* [TEXT SHOWN]:
Simon, 2013 © Graham Miller
Turner galleries 470 william street northbridge 6003 western australia Australie
All That is Solid Melts into Air focuses on a community perched on the edge of wilderness. Created in the Blue Mountains around Katoomba, the photographs explore notions of the sublime and are inspired by Northern European Romantic painting, including those by Caspar David Friedrich and Eugene von Guerard. The series endeavours to capture a visual poetics of place and explore the communion of people with the landscape. These images are not a documentary or journalistic account, but an ambiguous blending of impression and fact and an attempt to provide delicate evocations of human presence and hope.
The Blue Mountains are set within a World Heritage listed area. It is a primordial landscape with an unusually diverse range of vegetation and ancient plants. Its plant life vibrates with resilience and hidden secrets. In 1994, the Wollemi Pine was discovered in a steep-sided sandstone gorge near Lithgow having only ever been seen previously as a fossil and thought to have been extinct for 200 million years.

* [WRITTEN TASK A]:
Copy out the records word for word, starting at the line containing "Q: In the photo above, mark the tv" and ending at the line containing "x=186, y=223", with both of those lines included.

* [DATA ROWS]:
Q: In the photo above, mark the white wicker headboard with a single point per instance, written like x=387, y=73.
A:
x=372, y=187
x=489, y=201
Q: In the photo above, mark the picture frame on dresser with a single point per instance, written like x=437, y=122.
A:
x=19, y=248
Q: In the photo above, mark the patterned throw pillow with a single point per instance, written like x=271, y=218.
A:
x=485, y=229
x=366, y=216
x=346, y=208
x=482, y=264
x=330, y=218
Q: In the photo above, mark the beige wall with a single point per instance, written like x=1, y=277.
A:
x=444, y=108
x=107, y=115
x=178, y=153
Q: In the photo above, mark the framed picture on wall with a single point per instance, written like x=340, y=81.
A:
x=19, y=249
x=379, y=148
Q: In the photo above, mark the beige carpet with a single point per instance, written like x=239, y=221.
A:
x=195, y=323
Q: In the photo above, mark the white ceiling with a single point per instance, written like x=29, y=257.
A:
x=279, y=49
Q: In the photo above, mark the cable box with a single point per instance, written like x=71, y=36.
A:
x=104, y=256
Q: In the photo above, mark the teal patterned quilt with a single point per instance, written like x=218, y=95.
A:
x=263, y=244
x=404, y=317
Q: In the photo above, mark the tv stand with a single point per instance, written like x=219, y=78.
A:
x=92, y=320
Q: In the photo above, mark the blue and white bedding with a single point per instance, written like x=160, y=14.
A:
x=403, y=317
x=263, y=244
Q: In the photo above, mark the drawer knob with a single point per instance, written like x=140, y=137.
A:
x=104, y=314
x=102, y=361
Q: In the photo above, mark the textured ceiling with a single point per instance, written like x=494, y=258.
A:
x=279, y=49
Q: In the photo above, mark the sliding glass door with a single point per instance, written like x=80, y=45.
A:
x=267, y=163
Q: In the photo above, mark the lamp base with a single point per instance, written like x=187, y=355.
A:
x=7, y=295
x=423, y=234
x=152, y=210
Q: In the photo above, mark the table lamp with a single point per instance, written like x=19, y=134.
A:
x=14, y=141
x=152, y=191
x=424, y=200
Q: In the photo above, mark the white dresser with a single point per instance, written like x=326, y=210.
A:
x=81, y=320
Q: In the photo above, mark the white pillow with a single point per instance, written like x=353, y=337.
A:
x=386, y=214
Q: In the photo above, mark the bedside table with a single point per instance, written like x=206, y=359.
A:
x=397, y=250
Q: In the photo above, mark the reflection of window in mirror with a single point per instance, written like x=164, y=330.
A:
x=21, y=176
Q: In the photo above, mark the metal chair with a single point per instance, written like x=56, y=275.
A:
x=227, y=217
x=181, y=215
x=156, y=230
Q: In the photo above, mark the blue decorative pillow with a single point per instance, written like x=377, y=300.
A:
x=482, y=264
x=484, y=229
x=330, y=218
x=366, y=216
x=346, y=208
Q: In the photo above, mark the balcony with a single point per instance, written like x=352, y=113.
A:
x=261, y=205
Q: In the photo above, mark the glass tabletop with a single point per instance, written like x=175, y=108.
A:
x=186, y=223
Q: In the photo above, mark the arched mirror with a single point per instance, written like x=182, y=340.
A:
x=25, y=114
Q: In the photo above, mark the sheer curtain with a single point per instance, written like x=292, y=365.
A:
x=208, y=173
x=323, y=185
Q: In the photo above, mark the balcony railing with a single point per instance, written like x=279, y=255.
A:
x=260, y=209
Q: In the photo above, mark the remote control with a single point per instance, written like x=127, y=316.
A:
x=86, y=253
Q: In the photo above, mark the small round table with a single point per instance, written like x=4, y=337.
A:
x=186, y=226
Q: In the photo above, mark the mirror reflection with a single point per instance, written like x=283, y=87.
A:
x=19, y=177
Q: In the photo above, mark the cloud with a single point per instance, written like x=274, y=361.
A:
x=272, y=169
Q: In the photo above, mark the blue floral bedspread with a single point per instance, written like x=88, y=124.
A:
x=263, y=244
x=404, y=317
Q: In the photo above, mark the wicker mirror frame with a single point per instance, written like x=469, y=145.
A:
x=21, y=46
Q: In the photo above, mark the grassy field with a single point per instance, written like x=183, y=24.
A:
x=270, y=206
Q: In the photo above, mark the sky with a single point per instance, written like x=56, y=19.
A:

* [WRITTEN TASK B]:
Using the gallery text about the Blue Mountains series, answer each question:
(i) Around which town were the photographs created?
(ii) Which two painters are named as inspirations?
(iii) In what year was the Wollemi Pine discovered?

* [RESPONSE A]:
Q: In the photo above, mark the tv stand with a single point per instance, written like x=219, y=78.
A:
x=92, y=320
Q: In the photo above, mark the blue and white bedding with a single point per instance, written like x=160, y=14.
A:
x=403, y=317
x=263, y=244
Q: In the photo above, mark the drawer knob with a single point per instance, written like x=140, y=137.
A:
x=104, y=314
x=102, y=361
Q: In the photo above, mark the textured ceiling with a single point per instance, written like x=494, y=258.
A:
x=279, y=49
Q: In the photo above, mark the sliding glass door with a single point per instance, written like x=80, y=45.
A:
x=267, y=163
Q: In the photo above, mark the lamp base with a single point per instance, written like x=187, y=355.
A:
x=7, y=295
x=423, y=234
x=152, y=210
Q: In the photo above, mark the table lamp with a single point per instance, written like x=19, y=134.
A:
x=14, y=141
x=152, y=191
x=424, y=200
Q: In the photo above, mark the white dresser with a single point per instance, written like x=326, y=210.
A:
x=81, y=320
Q: In the photo above, mark the white pillow with a single point per instance, written like x=353, y=337.
A:
x=386, y=214
Q: In the photo above, mark the bedside table with a single point per instance, written like x=206, y=359.
A:
x=397, y=250
Q: In the photo above, mark the reflection of window in mirror with a single point per instance, written like x=164, y=330.
A:
x=21, y=176
Q: In the photo above, mark the metal chair with a single point per instance, written like x=56, y=275.
A:
x=227, y=217
x=181, y=215
x=156, y=230
Q: In the photo above, mark the blue decorative pillow with a single point per instance, written like x=377, y=300.
A:
x=482, y=264
x=484, y=229
x=330, y=218
x=366, y=216
x=346, y=208
Q: In the photo above, mark the balcony with a single point per instance, written like x=352, y=113.
A:
x=261, y=205
Q: In the photo above, mark the glass tabletop with a single point per instance, written like x=175, y=108.
A:
x=186, y=223

* [RESPONSE B]:
(i) Katoomba
(ii) Caspar David Friedrich and Eugene von Guerard
(iii) 1994